# Instrucciones:
(1) Responde a partir de la crónica taurina:
(a) ¿De qué colores iba vestido Sebastián Castella?
(b) ¿Qué casa apoderaba a Castella?
(c) ¿Cómo se llamaba el quinto toro?
(2) Enumera todas las personas que la crónica taurina menciona por su nombre.

Sebastián Castella cuajó de cabo a rabo a un soberbio ejemplar de Jandilla mostrando matices nuevos en su tauromaquia, mientras Manzanares y Aguado corrían peor suerte.
Redacción: Marco Antonio Fierro – Cultoro.es – Foto: Luis Sánchez Olmedo
Madrid – España. Hay toreros que regresan porque sí, porque no saben qué hacer con su vida una vez concluida su carrera; los hay que vuelven porque el caprichoso parné tiende a acabarse cuando no ‘fabricas’ más, y hasta los hay que regresan para buscar sensaciones que nunca jamás sintieron ni están capacitados para sentir. Y casi todos suelen poner la misma excusa para vestir de nuevo un terno al que hay que echarle de nuevo el punto y la banda ya no queda tan estrecha: me quedaban cosas por decir. Hoy, vestido de blanco y plata, con el patrón que podría ser el del vestido de su confirmación, Sebastián Castella ha regresado a Madrid a decir lo que faltaba por decir. Y a lo mejor se puede decir más alto, pero jamás más claro.
Porque el Castella que hoy pisó Madrid, que venía después de un tibio regreso, apoderado por la Casa Matilla y casi con el sambenito de volver para abrirle los carteles a un Manzanares que seguía resistiéndose a hacerlo, ha dicho cosas que no habían salido de su boca ni de sus muñecas jamás de los jamases, y ha encontrado la forma de no ser más bruto que el toro, sino embriagar al bicho –por ascua viva que sea- en una sutilidad que es más fácil de transformar en toreo. Para muestra, el quinto, ese Rociero de divina lámina y de arrancada encendida en el inicio al que ya le sopló media docena de verónicas con revolera incluida sin hacer mucho caso al viento que se empeñaba en deslucir el trance. Había que darle en el penco porque traía tralla de más, pero entre lo que midió el picador y lo que bregó un José Chacón cada vez más convertido en maestro de los percales, el toro llegó a la muleta perfecto para el toreo. Pero ahí llegó lo distinto.

# Extracto de datos:

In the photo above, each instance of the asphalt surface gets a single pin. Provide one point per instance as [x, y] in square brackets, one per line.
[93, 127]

# Las respuestas:
(1)
(a) Blanco y plata.
(b) La Casa Matilla.
(c) Rociero.

(2) Sebastián Castella, Manzanares, Aguado, Marco Antonio Fierro, Luis Sánchez Olmedo, José Chacón